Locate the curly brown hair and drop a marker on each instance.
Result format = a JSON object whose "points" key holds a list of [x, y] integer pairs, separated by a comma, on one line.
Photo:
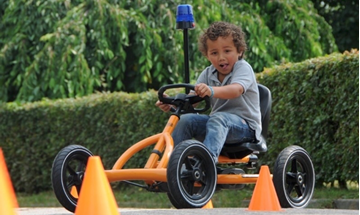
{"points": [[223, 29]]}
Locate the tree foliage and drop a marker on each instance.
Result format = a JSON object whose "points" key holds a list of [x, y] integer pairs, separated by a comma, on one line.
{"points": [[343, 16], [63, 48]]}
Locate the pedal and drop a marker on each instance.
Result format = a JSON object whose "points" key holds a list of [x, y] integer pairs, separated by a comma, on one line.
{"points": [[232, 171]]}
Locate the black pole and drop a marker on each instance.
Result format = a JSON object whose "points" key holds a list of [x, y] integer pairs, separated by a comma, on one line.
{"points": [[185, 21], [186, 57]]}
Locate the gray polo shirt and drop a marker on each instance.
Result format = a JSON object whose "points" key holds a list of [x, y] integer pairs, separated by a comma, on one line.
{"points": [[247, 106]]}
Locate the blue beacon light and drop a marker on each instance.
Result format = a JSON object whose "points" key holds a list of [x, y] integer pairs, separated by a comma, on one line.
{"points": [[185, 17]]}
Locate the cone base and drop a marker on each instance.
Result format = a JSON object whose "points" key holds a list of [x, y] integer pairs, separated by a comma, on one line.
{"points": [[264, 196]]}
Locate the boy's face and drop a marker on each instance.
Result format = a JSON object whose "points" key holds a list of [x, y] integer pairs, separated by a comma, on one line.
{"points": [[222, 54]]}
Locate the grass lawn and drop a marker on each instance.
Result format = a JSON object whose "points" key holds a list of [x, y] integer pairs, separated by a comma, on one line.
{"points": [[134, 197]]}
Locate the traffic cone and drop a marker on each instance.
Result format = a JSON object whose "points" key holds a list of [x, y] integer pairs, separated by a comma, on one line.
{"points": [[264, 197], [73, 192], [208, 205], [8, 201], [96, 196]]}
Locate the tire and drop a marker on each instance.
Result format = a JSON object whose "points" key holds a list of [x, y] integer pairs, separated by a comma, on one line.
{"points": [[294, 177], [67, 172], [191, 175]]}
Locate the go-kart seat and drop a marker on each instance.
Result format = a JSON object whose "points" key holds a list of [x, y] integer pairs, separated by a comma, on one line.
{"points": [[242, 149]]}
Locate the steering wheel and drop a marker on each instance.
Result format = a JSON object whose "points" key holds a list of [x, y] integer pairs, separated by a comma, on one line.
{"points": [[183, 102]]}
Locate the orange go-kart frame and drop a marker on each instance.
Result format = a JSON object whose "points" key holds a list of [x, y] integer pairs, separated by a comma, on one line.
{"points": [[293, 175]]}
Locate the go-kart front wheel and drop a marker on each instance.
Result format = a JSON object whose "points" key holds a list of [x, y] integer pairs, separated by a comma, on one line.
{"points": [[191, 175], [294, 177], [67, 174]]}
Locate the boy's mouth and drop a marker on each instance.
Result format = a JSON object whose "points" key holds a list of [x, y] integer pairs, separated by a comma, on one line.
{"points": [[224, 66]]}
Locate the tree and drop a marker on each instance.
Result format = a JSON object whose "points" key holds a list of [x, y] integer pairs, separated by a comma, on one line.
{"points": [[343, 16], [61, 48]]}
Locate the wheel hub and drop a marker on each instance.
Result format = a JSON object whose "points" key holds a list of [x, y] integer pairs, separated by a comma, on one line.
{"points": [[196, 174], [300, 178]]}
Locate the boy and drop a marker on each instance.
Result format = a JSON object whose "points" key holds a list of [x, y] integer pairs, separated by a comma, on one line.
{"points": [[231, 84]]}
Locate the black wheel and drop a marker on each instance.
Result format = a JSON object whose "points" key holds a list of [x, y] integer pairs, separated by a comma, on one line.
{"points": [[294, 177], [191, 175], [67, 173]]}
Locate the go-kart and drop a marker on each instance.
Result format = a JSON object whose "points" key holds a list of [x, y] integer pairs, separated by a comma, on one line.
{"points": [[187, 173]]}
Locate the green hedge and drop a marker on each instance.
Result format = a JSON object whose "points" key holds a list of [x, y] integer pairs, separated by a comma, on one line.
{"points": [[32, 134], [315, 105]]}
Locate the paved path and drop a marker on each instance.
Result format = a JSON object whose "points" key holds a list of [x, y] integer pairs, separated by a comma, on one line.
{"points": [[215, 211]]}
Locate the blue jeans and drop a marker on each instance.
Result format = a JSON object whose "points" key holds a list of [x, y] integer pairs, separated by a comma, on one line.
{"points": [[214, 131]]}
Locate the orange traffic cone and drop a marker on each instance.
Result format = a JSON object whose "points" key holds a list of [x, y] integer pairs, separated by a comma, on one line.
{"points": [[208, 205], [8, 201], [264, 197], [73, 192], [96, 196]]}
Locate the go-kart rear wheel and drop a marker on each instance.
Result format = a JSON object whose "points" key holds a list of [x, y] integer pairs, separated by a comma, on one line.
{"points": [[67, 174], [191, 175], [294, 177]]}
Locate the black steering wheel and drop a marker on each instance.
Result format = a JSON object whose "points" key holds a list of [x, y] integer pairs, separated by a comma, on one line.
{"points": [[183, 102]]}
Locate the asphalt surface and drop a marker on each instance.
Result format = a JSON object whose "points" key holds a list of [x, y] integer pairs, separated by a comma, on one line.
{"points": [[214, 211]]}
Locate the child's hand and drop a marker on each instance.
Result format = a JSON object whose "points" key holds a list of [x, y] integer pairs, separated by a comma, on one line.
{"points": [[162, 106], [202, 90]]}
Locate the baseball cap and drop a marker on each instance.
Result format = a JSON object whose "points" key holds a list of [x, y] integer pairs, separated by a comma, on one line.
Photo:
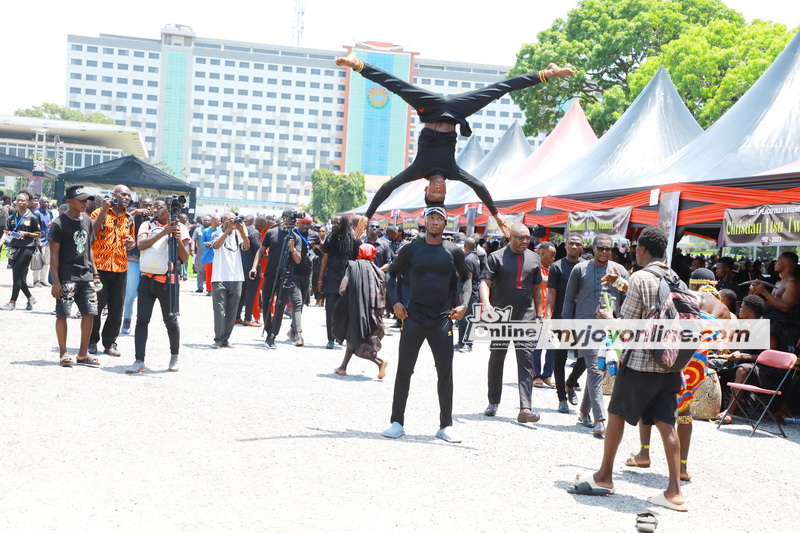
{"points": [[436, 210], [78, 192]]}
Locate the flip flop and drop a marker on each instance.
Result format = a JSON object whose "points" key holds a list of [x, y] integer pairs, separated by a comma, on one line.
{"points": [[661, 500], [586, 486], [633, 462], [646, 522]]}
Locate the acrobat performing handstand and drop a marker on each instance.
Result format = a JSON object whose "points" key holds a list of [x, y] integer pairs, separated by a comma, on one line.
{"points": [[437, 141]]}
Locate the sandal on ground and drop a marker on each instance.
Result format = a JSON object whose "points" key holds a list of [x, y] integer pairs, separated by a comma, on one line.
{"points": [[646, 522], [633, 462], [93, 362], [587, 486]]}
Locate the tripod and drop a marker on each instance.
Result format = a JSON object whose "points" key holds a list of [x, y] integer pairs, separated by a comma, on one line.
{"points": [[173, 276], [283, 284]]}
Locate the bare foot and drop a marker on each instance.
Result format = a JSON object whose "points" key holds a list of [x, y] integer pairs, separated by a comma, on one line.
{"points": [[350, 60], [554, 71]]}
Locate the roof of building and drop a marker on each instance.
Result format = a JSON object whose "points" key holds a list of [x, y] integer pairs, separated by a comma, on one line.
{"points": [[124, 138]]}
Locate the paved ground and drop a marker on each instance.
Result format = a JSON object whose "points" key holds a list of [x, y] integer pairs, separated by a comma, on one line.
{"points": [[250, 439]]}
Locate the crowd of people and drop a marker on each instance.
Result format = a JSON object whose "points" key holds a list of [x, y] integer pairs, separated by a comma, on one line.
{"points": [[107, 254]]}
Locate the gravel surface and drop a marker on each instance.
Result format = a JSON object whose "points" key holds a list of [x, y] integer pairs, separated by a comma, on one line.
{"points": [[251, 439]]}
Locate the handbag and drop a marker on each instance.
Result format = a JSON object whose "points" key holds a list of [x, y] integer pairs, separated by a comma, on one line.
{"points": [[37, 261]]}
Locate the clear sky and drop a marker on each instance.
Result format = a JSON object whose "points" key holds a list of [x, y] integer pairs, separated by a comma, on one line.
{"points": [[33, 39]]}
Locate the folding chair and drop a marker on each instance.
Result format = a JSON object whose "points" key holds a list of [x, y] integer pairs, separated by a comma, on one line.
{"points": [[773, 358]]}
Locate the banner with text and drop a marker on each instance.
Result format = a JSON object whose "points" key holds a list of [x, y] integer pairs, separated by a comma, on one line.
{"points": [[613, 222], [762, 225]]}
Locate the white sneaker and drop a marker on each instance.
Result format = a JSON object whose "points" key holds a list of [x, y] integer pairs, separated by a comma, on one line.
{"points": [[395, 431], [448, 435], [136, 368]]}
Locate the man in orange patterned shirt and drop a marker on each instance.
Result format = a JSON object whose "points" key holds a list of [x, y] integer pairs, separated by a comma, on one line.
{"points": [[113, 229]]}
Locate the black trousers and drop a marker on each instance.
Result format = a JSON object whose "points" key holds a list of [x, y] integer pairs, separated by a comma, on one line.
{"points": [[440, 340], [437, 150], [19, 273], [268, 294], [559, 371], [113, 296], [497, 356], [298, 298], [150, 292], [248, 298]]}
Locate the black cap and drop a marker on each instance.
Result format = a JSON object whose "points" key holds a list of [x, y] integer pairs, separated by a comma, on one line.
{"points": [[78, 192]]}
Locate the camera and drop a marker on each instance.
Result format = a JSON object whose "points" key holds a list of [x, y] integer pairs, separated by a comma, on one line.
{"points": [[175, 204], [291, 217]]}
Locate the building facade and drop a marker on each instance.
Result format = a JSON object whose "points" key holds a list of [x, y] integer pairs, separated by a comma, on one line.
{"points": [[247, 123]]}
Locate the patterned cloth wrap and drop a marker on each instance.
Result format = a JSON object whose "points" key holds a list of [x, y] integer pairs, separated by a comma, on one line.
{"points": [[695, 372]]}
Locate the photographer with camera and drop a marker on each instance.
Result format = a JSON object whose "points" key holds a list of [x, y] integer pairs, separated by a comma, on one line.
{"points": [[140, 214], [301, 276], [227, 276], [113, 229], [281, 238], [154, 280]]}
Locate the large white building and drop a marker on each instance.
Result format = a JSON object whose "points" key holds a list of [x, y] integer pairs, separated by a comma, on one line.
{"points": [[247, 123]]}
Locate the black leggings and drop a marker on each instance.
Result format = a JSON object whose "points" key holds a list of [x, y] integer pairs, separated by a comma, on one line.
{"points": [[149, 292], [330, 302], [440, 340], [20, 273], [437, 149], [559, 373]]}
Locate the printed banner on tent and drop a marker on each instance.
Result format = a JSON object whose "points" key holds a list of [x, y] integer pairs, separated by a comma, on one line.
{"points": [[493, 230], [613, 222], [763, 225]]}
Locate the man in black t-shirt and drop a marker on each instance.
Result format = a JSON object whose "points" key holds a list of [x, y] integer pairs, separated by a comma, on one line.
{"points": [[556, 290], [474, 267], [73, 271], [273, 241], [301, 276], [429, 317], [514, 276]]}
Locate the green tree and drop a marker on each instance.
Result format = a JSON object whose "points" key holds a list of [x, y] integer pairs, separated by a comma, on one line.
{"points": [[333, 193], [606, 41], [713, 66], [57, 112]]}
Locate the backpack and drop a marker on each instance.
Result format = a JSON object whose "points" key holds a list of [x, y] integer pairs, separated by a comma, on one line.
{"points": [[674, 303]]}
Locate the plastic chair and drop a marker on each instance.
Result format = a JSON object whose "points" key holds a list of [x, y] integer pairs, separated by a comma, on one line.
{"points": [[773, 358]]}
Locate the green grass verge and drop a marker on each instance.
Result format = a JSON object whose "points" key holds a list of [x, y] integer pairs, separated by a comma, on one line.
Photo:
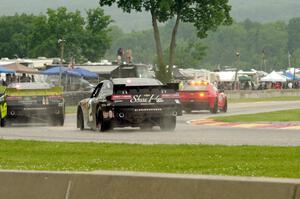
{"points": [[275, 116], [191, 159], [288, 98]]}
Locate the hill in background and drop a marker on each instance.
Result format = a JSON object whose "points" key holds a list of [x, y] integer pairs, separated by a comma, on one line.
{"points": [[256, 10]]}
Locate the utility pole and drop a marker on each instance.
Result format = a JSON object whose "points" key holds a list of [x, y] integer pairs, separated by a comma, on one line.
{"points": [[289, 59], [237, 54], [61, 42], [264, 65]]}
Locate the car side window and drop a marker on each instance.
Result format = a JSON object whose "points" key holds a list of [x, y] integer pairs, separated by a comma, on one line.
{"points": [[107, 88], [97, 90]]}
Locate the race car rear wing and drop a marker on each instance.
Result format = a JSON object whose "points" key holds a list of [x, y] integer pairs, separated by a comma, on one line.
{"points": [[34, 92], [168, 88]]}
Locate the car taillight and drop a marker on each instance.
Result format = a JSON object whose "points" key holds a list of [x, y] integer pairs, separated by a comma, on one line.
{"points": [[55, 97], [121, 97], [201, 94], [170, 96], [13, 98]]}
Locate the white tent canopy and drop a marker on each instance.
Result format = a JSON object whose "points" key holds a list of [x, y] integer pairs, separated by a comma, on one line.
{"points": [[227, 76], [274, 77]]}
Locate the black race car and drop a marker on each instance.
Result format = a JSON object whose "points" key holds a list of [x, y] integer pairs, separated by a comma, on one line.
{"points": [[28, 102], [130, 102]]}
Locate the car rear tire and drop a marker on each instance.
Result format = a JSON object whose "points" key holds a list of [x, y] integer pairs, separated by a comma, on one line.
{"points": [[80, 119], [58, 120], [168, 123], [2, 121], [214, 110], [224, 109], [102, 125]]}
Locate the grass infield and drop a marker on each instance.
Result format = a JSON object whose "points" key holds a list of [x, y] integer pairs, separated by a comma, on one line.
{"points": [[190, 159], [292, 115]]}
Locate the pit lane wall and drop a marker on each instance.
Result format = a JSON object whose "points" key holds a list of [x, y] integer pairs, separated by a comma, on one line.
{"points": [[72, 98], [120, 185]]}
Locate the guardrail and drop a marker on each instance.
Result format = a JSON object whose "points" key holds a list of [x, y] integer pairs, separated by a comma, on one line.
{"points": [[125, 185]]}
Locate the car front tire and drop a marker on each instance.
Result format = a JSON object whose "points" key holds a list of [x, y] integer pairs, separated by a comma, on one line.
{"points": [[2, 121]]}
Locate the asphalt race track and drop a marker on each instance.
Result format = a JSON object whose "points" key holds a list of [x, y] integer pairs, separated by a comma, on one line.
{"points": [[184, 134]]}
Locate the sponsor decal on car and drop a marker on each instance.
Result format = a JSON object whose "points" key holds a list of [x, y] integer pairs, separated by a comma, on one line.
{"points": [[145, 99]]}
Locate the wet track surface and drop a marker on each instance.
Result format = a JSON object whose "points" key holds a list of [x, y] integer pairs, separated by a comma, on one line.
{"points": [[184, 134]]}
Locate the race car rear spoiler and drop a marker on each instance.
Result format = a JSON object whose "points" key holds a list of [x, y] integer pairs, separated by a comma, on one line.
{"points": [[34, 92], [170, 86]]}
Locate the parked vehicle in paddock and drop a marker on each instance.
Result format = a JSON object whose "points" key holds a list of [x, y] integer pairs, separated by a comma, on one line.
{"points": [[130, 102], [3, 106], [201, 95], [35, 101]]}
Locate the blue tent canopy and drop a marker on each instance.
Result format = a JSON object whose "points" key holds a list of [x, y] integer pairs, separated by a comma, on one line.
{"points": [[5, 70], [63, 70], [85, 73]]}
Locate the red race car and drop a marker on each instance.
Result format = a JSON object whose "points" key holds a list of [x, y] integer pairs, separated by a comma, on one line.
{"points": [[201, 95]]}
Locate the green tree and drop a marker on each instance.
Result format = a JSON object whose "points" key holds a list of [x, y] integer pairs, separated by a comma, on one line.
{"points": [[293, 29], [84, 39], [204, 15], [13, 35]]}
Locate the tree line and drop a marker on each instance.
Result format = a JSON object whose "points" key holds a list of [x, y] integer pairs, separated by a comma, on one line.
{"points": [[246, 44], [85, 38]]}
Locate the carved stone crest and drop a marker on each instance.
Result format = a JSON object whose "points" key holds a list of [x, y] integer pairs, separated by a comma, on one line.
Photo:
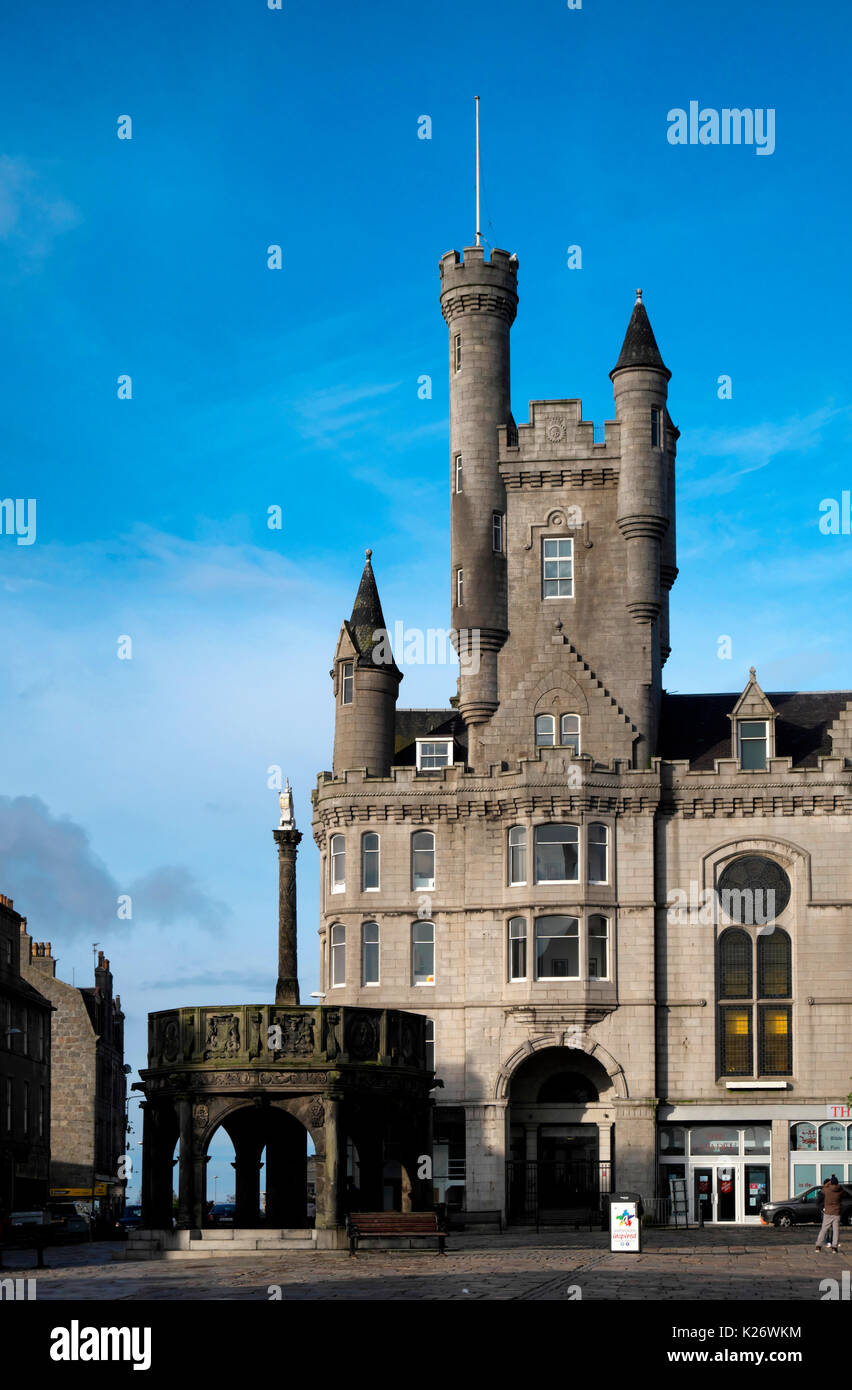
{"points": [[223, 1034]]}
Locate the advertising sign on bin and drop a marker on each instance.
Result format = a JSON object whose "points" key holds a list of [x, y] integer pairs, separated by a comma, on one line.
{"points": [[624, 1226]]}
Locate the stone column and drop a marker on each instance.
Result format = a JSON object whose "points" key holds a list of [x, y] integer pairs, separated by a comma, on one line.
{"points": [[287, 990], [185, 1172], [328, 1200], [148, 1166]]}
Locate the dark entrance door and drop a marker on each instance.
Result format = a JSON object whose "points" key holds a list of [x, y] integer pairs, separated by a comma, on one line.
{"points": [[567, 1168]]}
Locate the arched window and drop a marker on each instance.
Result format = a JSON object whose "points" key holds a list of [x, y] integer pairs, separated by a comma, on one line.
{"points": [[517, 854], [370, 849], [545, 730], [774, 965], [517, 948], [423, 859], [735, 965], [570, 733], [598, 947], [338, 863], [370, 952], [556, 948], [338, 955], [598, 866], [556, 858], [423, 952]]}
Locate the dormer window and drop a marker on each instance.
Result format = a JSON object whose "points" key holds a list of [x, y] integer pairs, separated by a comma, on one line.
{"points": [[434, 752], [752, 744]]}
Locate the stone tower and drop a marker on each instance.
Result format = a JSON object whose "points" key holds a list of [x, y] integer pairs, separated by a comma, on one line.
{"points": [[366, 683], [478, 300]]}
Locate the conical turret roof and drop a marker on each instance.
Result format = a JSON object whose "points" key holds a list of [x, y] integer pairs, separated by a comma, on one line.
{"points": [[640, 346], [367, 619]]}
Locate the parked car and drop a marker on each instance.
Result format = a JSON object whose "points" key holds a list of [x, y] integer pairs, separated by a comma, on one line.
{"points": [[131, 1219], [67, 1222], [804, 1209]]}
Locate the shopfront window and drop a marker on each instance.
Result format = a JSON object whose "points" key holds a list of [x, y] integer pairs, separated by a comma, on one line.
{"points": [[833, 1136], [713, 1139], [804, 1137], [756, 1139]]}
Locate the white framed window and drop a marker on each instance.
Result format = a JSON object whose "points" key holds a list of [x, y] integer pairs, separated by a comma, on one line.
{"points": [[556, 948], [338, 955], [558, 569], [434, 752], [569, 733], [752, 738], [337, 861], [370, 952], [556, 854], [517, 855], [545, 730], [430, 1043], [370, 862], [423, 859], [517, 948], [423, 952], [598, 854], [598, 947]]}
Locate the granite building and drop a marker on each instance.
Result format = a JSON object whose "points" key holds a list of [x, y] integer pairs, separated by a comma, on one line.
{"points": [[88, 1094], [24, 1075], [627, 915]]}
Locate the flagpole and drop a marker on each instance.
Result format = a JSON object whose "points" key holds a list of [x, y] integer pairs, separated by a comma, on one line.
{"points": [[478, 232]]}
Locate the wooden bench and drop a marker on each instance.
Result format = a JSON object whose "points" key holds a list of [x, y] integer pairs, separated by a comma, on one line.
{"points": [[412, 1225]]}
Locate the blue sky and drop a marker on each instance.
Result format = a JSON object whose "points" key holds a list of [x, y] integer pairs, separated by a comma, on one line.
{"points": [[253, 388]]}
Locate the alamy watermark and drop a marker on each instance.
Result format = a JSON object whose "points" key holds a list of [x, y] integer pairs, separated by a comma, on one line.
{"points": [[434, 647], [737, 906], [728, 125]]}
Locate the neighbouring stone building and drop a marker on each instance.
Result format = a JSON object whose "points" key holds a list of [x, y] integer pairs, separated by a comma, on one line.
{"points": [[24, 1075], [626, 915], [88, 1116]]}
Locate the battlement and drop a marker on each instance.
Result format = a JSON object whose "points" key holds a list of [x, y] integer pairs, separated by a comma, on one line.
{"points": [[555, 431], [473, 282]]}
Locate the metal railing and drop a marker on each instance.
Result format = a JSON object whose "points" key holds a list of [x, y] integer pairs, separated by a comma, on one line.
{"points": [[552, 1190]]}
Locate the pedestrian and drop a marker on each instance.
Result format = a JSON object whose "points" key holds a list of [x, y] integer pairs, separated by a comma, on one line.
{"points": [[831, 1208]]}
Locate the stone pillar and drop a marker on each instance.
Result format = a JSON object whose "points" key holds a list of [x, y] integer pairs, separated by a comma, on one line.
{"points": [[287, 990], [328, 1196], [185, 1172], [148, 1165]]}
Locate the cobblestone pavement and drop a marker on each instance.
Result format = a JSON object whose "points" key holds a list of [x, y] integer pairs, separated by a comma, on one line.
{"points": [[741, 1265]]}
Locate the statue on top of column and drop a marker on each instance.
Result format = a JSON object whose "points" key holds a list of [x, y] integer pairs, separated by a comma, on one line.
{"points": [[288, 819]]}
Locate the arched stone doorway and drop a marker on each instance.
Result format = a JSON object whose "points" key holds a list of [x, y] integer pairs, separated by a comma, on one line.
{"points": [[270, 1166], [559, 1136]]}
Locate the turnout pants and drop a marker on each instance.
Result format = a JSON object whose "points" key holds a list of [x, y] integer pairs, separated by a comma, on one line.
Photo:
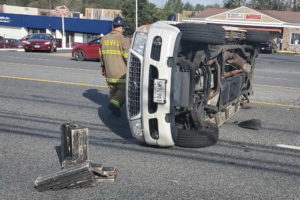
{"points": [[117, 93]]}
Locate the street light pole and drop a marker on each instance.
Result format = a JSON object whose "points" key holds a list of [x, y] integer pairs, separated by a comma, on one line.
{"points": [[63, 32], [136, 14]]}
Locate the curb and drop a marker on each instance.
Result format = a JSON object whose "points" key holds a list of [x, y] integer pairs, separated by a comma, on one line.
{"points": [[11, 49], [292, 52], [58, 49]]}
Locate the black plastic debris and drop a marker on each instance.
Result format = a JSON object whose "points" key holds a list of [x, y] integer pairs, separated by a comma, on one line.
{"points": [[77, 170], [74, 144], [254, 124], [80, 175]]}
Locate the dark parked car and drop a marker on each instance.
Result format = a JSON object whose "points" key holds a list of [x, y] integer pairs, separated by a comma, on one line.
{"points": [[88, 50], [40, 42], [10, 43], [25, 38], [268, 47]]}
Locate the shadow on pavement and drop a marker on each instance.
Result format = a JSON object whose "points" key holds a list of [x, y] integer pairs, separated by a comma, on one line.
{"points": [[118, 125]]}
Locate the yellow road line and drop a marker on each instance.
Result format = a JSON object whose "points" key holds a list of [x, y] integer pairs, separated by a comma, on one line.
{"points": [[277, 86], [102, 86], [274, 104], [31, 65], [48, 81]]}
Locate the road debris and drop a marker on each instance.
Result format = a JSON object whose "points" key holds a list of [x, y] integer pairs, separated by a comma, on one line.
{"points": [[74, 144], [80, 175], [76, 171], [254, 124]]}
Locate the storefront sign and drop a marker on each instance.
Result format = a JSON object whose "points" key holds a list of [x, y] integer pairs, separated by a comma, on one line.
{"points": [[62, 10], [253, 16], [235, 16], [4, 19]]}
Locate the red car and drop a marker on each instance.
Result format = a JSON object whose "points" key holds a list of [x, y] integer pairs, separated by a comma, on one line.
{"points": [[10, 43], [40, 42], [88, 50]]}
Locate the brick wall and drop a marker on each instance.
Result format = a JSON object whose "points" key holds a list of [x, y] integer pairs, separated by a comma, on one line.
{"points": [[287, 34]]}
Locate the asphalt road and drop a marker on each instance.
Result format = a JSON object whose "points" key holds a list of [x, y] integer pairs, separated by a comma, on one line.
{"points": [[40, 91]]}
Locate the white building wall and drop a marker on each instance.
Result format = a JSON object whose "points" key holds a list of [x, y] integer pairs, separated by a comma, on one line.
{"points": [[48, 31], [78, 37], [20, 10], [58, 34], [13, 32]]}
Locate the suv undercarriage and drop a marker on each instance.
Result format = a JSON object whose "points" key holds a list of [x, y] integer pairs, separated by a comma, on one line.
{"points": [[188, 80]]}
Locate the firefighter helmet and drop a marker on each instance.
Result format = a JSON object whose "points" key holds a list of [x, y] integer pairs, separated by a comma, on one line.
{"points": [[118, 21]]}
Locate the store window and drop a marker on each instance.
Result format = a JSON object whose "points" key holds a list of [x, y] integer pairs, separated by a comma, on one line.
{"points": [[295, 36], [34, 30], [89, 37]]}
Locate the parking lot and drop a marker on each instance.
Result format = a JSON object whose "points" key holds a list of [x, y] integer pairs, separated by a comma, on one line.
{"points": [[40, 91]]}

····················

From the line holding "Locate the brick" down to the final line above, quote every line exactly and only those lines.

Locate the brick wall and drop a marker on each instance.
Result format = a JSON object whose "points" key holds a list of [x, y] integer pairs, separated by a comma, on one line.
{"points": [[287, 34]]}
Locate the asphalt road and drop a marker on each instance.
Result format = a JSON object whose "points" key holds a list of [x, y] integer pairs, separated by a comma, on one line.
{"points": [[40, 91]]}
Locate the white building wall and drop a marker on each instance.
Result format = a JSON object whose "points" key holds a list of [x, y] integer pairs, separated by a comma, on one line.
{"points": [[48, 31], [78, 37], [20, 10], [58, 34], [13, 32]]}
Locate the suv undercarriage and drop a marker on each instance.
Result format = a JSON object whose "points" key holds a list of [x, y] integer pairs, separated by a comma, on one line.
{"points": [[188, 80]]}
Locate the firefighter helmet and drop a marker on each instance.
Result format = a JSON object whose "points" key holds a list of [x, y] integer pairs, separated by a comma, on one line.
{"points": [[118, 21]]}
Locate the store window and drop a marker on each instance.
Result format = a JSON object whose "points" key holds a list of [x, y] integer pairs, separated by a comma, on one line.
{"points": [[295, 36], [34, 30], [89, 37]]}
Locate the parking lot and drop a marker on each instance.
Result format = a JSON object whose "points" key holds a list of [x, y] integer pairs, separated by a comma, on one line.
{"points": [[40, 91]]}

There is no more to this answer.